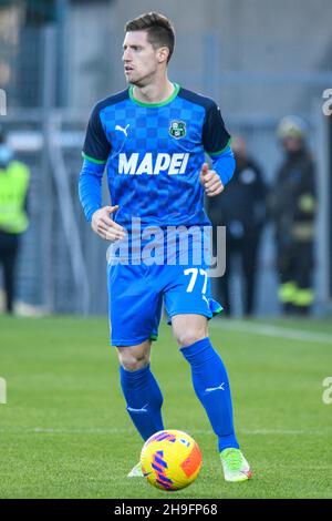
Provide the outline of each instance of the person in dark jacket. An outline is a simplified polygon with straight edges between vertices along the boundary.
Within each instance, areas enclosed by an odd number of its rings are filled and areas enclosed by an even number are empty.
[[[276,225],[279,299],[284,313],[305,315],[314,298],[314,162],[302,119],[283,118],[277,133],[284,160],[277,172],[270,208]]]
[[[241,262],[243,278],[243,310],[252,315],[257,289],[257,260],[261,232],[267,221],[267,185],[258,164],[247,154],[245,140],[234,139],[231,149],[236,157],[235,175],[221,193],[209,201],[208,214],[212,226],[226,226],[226,272],[217,279],[224,310],[232,311],[230,278],[235,257]],[[214,241],[216,239],[214,231]],[[216,252],[216,247],[215,247]]]
[[[29,168],[14,160],[6,134],[0,129],[0,267],[2,265],[6,309],[9,314],[13,311],[20,237],[29,224],[27,216],[29,178]]]

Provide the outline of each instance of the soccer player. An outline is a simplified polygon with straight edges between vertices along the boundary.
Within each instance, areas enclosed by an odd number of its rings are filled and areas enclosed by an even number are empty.
[[[210,226],[204,193],[219,194],[235,170],[230,136],[217,104],[168,80],[174,45],[174,29],[164,16],[151,12],[127,22],[123,63],[129,85],[92,112],[80,198],[92,229],[112,243],[111,344],[117,349],[121,386],[134,426],[144,440],[164,429],[163,395],[149,365],[164,303],[180,353],[190,365],[195,392],[217,436],[225,479],[245,481],[251,471],[235,433],[227,371],[208,336],[208,319],[222,308],[210,296],[205,257],[199,267],[194,262],[204,241],[188,239],[185,265],[178,245],[170,258],[156,254],[155,263],[141,255],[151,244],[148,228],[160,243],[160,231],[169,227]],[[205,163],[205,152],[212,170]],[[112,206],[102,206],[105,165]],[[137,219],[143,227],[141,244]],[[128,262],[115,253],[124,243],[132,246]],[[128,476],[142,476],[139,464]]]

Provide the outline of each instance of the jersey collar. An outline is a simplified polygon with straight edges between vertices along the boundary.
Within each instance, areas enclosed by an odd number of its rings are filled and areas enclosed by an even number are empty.
[[[129,89],[128,89],[129,98],[134,103],[136,103],[139,106],[147,106],[147,108],[151,108],[151,109],[154,109],[154,108],[157,108],[157,106],[164,106],[164,105],[167,105],[168,103],[170,103],[177,96],[177,94],[180,90],[180,86],[177,83],[173,83],[173,84],[174,84],[173,93],[170,94],[169,98],[167,98],[167,100],[162,101],[160,103],[144,103],[143,101],[136,100],[136,98],[134,98],[134,94],[133,94],[134,85],[131,85]]]

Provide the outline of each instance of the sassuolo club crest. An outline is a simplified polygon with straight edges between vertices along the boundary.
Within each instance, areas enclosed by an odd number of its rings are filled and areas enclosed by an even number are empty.
[[[186,123],[184,121],[172,121],[169,134],[176,140],[184,137],[186,135]]]

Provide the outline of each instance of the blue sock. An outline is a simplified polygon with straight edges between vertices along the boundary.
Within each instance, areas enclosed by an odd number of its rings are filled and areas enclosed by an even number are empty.
[[[137,371],[120,367],[120,379],[127,411],[144,441],[158,430],[164,430],[163,395],[149,365]]]
[[[194,389],[218,437],[219,452],[230,447],[238,449],[227,371],[210,339],[206,337],[180,351],[191,366]]]

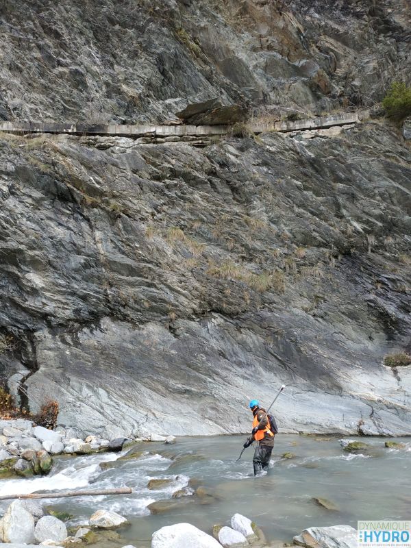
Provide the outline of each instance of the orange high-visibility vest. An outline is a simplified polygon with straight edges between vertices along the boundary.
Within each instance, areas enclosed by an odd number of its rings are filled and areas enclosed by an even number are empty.
[[[254,420],[253,421],[253,428],[255,428],[256,426],[258,426],[258,425],[260,424],[260,421],[257,418],[257,415],[258,414],[258,413],[257,412],[254,415]],[[257,441],[260,441],[260,440],[262,440],[262,438],[264,438],[264,434],[265,434],[266,432],[269,433],[269,436],[274,436],[273,432],[270,430],[270,427],[269,427],[270,421],[269,421],[269,417],[268,416],[267,416],[267,421],[269,422],[268,422],[268,424],[266,426],[266,427],[264,429],[262,429],[262,430],[257,430],[257,432],[254,434],[254,438],[255,438],[255,439],[257,440]]]

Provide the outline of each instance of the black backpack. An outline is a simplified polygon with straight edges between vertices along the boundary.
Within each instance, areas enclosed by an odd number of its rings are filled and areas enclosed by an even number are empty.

__What is asked__: Please write out all the data again word for word, but not the pictures.

__Expected answer__:
Provide the outline of each instance of the person in dark jacket. An outline is a simplified polygon with straight edges between vertices along the boundary.
Within each instance, areas enclosed by an odd number of its rings are filled and areas enclosed by an even number are empty.
[[[276,225],[279,299],[284,313],[305,315],[314,298],[314,162],[302,119],[283,118],[277,133],[284,160],[277,172],[270,208]]]
[[[241,262],[243,278],[243,310],[252,315],[257,289],[257,260],[261,232],[267,221],[267,185],[258,164],[247,154],[245,140],[234,139],[231,149],[236,157],[235,175],[221,193],[209,201],[208,214],[212,226],[226,226],[226,272],[217,279],[224,310],[232,311],[230,278],[235,257]],[[214,241],[216,239],[214,231]],[[216,252],[216,247],[215,247]]]
[[[29,168],[14,160],[6,134],[0,129],[0,267],[2,265],[6,309],[9,314],[13,311],[20,237],[29,224],[27,216],[29,178]]]

Provide the outline of each instance of the soccer player. An outline is a simplified polygon with straight edges between vertices along the boundary.
Within each instance, areas enclosed by an odd number of its rings are filled and areas enclosed by an even number are empty.
[[[210,226],[204,193],[219,194],[235,170],[230,136],[217,104],[168,80],[174,45],[174,29],[164,16],[151,12],[127,22],[123,63],[129,85],[92,112],[80,198],[92,229],[112,243],[111,344],[117,349],[121,386],[134,426],[144,440],[164,429],[163,395],[149,365],[164,303],[180,353],[190,365],[195,392],[217,436],[225,479],[245,481],[251,471],[235,433],[227,371],[208,336],[208,319],[222,308],[210,296],[205,257],[199,267],[194,262],[204,241],[188,239],[185,265],[178,245],[170,258],[156,254],[155,263],[141,255],[151,244],[148,228],[160,243],[160,231],[169,227]],[[205,163],[205,152],[212,170]],[[112,206],[102,206],[105,165]],[[137,219],[143,227],[141,244]],[[128,262],[115,253],[124,243],[132,246]],[[128,476],[142,476],[139,464]]]

Provide the outline of each instance of the jersey collar. An outline is a simplified polygon with straight edges between vertices along the boundary.
Within each instance, areas enclosed by an odd number of its rings are filled and areas enclosed by an even number are empty.
[[[129,89],[128,89],[129,98],[134,103],[136,103],[139,106],[147,106],[147,108],[151,108],[151,109],[154,109],[154,108],[157,108],[157,106],[164,106],[164,105],[167,105],[168,103],[170,103],[177,96],[177,94],[180,90],[180,86],[177,83],[173,83],[173,84],[174,84],[173,93],[170,94],[169,98],[167,98],[167,100],[162,101],[160,103],[144,103],[143,101],[136,100],[136,98],[134,98],[134,94],[133,94],[134,85],[131,85]]]

Provide the outline of each instance of the sassuolo club crest. An outline is a simplified polygon with straight edges between vertices along the boundary.
Within each instance, areas enclosed by an odd number of its rings are filled and areas enclosed by an even number are empty.
[[[186,123],[184,121],[172,121],[169,134],[176,140],[184,137],[186,135]]]

Provide the outline of each instance of the blue sock. An outline is a simplified polygon with straight edges between vertices along the boundary.
Within each instance, areas enclosed by an odd number of its rings are filled and areas enclosed by an even number are empty.
[[[137,371],[120,367],[120,379],[127,411],[144,441],[158,430],[164,430],[163,395],[149,365]]]
[[[194,389],[218,437],[219,452],[230,447],[238,449],[227,371],[210,339],[206,337],[180,351],[191,366]]]

Provide the outline of each instance of the orange high-visibility vest. An outline is a simplified polygon with straight edges between vertices along the boundary.
Within each instance, areas enclosed by an odd number of its rings are filled and areas enclosed by an even number are empty.
[[[254,420],[253,421],[253,428],[255,428],[256,426],[258,426],[258,425],[260,424],[260,421],[257,418],[257,415],[258,414],[258,413],[257,412],[254,415]],[[257,441],[260,441],[260,440],[262,440],[262,438],[264,438],[264,434],[265,434],[266,432],[269,433],[269,436],[274,436],[273,432],[270,430],[270,427],[269,427],[270,421],[269,421],[269,417],[268,416],[267,416],[267,421],[269,422],[268,422],[268,424],[266,426],[266,427],[264,429],[262,429],[262,430],[257,430],[257,432],[254,434],[254,438],[255,438],[255,439],[257,440]]]

Provide the outline of each instance of the black backpack. An outline is a simplified polygon with straight edges between vertices along the boundary.
Within each instance, areas enclosed by an odd number of its rings are filled and areas enclosed by an even number are empty.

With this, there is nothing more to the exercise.